Keep only the lines of the listing that include the word "excavator", and copy them.

---

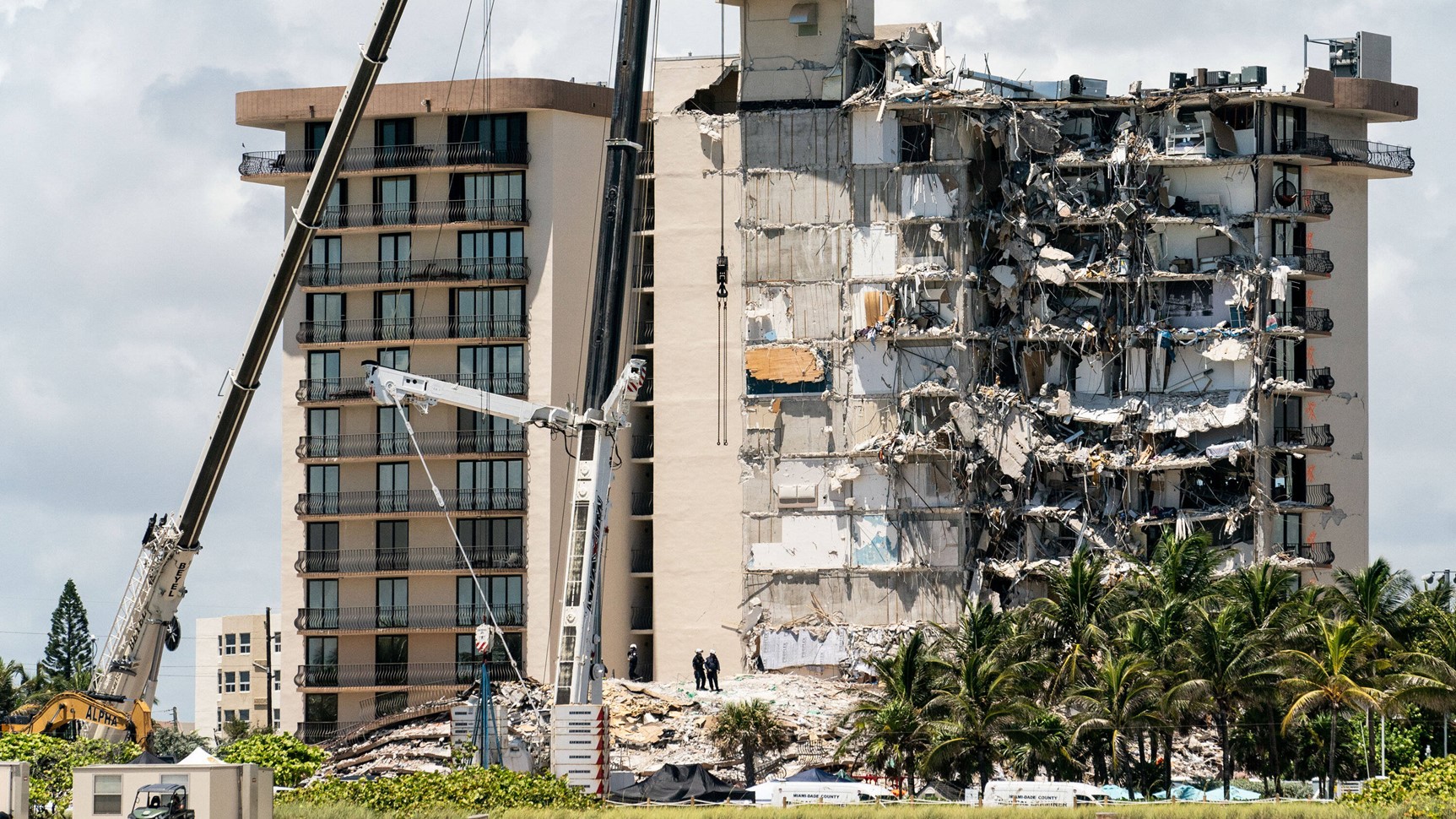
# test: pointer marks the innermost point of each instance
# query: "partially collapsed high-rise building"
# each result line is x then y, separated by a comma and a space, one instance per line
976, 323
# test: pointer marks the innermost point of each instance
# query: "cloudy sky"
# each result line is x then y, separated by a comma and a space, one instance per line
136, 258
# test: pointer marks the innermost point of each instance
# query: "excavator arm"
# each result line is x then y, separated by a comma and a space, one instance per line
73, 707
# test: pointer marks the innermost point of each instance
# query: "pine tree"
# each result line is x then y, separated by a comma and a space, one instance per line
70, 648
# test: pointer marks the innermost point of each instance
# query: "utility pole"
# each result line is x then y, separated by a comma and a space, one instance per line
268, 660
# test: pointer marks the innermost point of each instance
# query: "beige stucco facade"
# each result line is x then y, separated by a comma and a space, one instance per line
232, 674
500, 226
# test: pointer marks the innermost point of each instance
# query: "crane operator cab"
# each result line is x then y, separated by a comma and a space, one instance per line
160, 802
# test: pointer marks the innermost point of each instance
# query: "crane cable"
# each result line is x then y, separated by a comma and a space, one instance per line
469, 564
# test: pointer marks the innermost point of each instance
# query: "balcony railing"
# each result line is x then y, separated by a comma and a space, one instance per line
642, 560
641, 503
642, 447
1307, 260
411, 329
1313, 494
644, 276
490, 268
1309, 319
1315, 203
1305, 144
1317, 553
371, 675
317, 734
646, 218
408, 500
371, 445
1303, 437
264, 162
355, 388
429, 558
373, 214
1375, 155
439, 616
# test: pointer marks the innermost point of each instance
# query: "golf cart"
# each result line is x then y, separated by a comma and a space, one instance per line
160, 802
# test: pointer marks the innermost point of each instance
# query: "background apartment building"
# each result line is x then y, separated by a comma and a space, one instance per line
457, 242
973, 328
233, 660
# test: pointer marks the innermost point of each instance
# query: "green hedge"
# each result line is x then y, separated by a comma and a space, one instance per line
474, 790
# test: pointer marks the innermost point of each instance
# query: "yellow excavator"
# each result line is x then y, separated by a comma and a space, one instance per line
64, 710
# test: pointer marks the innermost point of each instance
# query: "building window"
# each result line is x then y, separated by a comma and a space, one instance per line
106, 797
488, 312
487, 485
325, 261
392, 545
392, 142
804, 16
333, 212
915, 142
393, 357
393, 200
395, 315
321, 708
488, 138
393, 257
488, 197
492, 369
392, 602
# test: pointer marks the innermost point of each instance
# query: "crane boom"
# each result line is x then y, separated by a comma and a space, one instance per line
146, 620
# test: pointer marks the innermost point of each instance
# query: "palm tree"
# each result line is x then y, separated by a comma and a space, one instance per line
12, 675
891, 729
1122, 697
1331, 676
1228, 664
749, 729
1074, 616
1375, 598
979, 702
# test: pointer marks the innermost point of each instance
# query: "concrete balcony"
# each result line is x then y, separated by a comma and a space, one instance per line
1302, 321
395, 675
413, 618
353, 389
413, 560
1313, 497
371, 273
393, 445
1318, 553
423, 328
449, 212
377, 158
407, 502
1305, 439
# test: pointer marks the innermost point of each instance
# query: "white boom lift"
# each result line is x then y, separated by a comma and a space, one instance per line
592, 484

---

Written answer ▸
# query: "excavator arm"
# query: "yellow excavator"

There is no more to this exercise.